# That's Why We Drink...



## Slippy (Nov 14, 2013)

My sincerest apologies to those who battle with alcohol but to lighten the mood with all the crazy economic, political and covid19 shat going on...

Its no secret I like to indulge every now and again and have been doing for almost 44 years now...But why do we drink? I've asked myself that question many a time and come up with some doozies thats for dang sure. But some ol country singer Justin Moore came up with a pretty catch tune that captures Why We Drink. Enjoy.

'Cause it's Friday
'Cause it's Monday
'Cause it's a charcoal burning Sunday
'Cause we ain't gonna get to one day
That's why we drink

'Cause the sun's up
'Cause it's sundown
'Cause my wound up needs a little unwound
'Cause we've been working all day but we're done now
Yeah, that's why we drink

'Cause they're ice cold
'Cause it's hot out
'Cause we're Jon Boat sitting with the line out
'Cause we're a little messed up, but it's cheaper than a dang ole shrink

'Cause we're grown up
'Cause we're still kids
'Cause we love doing things 'cause our daddies did
'Cause it's alcohol abuse if you pour one down the sink
Yeah, that's why we drink

'Cause our team lost
'Cause our team won
'Cause Sweet Home Alabama just came on
'Cause we're looking for a reason to raise one
Yeah, that's why we drink

'Cause they're ice cold
'Cause it's hot out
'Cause we're Jon Boat sitting with the line out
'Cause we're a little messed up, but it's cheaper than a dang old shrink

'Cause we're grown up
'Cause we're still kids
'Cause we love doing things 'cause our daddies did
'Cause it's alcohol abuse if you pour one down the sink
Yeah, that's why we drink

To good friends, good times, you and me
To the red, white and blue boys and girls overseas

'Cause they're ice cold
'Cause it's hot out
'Cause we're Jon Boat sitting with the line out
'Cause we're a little messed up, but it's cheaper than a dang old shrink
That's why we drink

'Cause we're grown up
'Cause we're still kids
'Cause we love doing things 'cause our daddies did
'Cause it's alcohol abuse if you pour one down the sink
Yeah, that's why we drink

Yea-ea-eah
That's why we drink
That's why we drink


----------



## Sasquatch (Dec 12, 2014)

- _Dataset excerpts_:
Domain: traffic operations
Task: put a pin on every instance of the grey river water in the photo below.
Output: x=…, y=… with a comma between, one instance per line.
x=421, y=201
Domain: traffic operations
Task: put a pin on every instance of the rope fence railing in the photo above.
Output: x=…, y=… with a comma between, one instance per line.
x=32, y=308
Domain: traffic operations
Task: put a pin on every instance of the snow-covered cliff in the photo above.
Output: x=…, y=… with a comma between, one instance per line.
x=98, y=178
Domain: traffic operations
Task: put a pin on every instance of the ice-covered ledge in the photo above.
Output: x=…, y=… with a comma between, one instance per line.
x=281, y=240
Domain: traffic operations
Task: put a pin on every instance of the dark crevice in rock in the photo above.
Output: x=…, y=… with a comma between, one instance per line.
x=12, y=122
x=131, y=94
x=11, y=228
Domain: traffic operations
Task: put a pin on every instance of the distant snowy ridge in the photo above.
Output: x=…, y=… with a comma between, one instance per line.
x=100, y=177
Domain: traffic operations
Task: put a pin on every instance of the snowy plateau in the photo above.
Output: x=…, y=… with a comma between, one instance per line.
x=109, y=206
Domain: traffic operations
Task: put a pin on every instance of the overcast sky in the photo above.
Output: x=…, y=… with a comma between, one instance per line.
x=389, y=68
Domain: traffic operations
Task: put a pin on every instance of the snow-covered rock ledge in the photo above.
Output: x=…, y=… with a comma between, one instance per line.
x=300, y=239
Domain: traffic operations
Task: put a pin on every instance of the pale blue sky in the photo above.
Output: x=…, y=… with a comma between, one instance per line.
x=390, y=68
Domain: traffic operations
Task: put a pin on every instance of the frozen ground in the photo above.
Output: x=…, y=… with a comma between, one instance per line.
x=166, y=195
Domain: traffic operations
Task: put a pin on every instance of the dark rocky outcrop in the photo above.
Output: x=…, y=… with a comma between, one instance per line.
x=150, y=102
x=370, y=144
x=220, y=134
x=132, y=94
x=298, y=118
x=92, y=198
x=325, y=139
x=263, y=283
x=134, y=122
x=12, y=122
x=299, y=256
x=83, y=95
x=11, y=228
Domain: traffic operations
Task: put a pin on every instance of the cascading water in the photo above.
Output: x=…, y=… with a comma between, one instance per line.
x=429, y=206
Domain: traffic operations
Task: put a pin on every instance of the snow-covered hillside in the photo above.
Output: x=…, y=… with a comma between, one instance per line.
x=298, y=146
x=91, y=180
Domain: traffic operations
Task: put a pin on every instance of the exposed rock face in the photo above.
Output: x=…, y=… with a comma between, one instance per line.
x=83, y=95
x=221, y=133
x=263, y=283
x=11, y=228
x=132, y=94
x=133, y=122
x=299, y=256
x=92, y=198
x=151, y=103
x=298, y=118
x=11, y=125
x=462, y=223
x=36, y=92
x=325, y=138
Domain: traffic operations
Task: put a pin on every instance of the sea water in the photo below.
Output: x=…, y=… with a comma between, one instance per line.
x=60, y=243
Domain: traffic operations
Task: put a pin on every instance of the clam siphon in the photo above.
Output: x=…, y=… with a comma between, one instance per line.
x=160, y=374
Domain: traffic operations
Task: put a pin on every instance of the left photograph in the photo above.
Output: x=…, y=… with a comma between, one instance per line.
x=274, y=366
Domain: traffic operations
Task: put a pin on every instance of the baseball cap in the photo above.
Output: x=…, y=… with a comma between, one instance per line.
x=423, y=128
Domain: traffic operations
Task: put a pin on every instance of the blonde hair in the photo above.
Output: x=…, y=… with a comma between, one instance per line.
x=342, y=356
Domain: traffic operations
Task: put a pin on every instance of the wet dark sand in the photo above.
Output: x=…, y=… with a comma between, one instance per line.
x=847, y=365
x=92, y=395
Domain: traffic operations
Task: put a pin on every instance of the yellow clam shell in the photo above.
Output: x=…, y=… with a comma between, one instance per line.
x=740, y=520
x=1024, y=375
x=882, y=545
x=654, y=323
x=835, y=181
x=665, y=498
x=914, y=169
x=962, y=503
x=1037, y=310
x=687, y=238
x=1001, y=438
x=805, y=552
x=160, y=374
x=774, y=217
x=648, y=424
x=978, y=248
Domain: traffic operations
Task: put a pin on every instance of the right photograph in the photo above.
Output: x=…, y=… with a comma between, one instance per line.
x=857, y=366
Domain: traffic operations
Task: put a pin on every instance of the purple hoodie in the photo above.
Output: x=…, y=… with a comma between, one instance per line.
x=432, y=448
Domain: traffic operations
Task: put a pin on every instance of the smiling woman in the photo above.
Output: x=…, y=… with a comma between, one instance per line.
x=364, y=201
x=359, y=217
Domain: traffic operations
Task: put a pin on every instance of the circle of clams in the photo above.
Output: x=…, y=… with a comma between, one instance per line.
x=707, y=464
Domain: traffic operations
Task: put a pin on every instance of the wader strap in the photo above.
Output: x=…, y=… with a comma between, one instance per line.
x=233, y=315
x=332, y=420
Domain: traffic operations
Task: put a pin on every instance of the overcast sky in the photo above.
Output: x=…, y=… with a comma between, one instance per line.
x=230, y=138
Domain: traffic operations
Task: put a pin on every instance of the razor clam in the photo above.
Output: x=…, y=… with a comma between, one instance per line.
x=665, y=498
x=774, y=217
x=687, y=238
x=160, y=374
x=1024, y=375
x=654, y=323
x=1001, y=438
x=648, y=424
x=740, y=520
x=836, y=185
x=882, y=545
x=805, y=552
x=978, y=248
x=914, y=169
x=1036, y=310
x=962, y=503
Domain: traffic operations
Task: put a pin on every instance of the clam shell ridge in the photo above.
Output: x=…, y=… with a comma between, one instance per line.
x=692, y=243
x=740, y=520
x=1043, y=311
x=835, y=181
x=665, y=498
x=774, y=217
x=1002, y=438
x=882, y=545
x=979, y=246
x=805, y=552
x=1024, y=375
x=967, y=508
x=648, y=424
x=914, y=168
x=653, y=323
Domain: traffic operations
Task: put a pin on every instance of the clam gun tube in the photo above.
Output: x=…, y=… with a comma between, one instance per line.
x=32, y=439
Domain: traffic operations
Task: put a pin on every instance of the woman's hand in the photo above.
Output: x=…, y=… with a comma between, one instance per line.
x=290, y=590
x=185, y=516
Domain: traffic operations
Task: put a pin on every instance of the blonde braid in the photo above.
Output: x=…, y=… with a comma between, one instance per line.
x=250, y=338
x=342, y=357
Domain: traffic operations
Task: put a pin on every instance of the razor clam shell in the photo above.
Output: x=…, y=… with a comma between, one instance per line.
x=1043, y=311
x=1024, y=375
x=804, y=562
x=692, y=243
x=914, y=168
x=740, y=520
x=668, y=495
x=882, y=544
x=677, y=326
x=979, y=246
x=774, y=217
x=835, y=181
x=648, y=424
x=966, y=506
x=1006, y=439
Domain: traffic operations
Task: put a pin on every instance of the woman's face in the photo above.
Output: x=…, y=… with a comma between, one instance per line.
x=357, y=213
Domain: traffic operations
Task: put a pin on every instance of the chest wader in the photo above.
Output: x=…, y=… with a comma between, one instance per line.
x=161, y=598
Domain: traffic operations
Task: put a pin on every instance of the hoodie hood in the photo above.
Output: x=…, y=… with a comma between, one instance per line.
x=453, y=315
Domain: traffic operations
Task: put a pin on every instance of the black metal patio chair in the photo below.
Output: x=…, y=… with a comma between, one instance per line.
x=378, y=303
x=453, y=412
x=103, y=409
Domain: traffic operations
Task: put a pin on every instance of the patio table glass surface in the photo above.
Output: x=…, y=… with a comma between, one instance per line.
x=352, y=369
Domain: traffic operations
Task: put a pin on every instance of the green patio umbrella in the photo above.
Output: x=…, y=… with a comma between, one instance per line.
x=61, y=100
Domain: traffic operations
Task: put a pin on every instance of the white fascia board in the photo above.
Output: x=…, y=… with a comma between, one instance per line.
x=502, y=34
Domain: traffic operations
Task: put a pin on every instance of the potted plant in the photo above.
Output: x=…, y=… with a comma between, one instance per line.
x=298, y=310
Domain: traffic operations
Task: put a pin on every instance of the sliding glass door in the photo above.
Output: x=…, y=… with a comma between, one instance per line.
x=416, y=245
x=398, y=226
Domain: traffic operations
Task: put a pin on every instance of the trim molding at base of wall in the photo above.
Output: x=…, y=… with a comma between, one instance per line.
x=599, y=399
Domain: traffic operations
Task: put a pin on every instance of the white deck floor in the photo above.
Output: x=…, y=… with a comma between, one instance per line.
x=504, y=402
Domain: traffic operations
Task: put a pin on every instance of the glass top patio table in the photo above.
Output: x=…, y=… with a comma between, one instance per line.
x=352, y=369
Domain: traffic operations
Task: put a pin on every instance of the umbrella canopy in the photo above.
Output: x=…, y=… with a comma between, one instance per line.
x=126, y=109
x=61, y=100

- _TASK DESCRIPTION_: Please list every day of the week named in the song lyrics quoted in the thread. The items have nothing to do with what comes next.

- _RESPONSE AREA_: Friday, Monday, Sunday